** START Excerpted passage **
Postby JonathanR » Sun Feb 21, 2021 8:38 pm

Hi James
. I still believe I can prevent and create thoughts in this immediate moment thru having the presence of mind to control my conscious.

OK. I want you to take a little time to further explore this process of thoughts being created or prevented. It will involve noticing how they appear (or don't appear) at the exact moment of it happening.

See if it is possible to catch a self in the act of creating or preventing them?

If there is a thinker of thoughts it should be possible to observe that thinker creating or stopping thoughts from appearing?

If there's a creator of thoughts, oughtn't it be possible for that creator to only create pleasant thoughts and not create unpleasant ones?
. I wouldn’t say seeing is only happening from my direct experience. I would say I am conscious of what is being seen.
Consciousness. Yes! There's that. The experience of seeing is real enough. But what is it that is doing the noticing? Is there an entity 'there' 'doing' seeing?
** END Excerpted passage **
** START Rows **
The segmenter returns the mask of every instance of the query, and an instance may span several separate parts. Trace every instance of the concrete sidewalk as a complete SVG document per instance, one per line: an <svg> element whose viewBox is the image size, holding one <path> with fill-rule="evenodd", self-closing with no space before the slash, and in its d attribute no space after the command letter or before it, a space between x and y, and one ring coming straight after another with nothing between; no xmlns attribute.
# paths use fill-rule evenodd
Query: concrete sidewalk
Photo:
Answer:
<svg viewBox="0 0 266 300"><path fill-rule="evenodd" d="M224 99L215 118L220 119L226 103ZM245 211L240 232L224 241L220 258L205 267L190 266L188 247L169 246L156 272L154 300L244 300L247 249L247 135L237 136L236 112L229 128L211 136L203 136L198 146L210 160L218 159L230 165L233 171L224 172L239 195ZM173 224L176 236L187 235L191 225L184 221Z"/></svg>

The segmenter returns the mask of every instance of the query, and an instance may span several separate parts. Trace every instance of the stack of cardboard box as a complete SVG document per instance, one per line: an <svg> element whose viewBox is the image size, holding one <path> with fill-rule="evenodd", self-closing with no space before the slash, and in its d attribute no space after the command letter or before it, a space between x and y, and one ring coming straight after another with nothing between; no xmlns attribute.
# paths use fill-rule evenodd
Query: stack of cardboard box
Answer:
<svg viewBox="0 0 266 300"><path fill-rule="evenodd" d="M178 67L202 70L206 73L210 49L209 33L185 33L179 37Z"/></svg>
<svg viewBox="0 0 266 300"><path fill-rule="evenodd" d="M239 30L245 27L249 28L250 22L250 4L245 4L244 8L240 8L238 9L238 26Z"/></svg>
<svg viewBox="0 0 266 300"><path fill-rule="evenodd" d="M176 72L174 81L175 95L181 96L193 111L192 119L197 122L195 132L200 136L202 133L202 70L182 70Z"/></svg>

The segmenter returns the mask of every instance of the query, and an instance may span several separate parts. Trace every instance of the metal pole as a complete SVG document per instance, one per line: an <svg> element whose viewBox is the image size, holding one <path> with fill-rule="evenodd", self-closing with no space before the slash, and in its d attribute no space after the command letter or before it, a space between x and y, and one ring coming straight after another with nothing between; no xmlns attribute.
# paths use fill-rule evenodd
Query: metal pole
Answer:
** END Rows **
Goals:
(1) In the forum post about thoughts and awareness, what does James say they are conscious of?
(2) Carry the forum post about thoughts and awareness forward from its last sentence.
The listing has nothing to do with the forum post.

Task-by-task outputs:
(1) James says they are conscious of what is being seen.

(2)
A bit like the 'thinker'. Thoughts do appear, including the thought 'I think'. It's important to actually track down an entity, if possible.
. Instead I’m grasping it and harnessing it cause it gives me a sense of existence and hope.
James, many people experience fear or anxiety as they engage in looking for a self, as if someone, 'me' will get destroyed or negated if discovered to not be real. If there's any fear or apprehension about this inquiry we can almost certainly deal with it. But if fear goes unacknowledged it can lead to a resistance to continue looking. I'm not suggesting that you're nervous, by the way, but if you feel anything like this just let me know and, as I say, we can do a lot to reduce it.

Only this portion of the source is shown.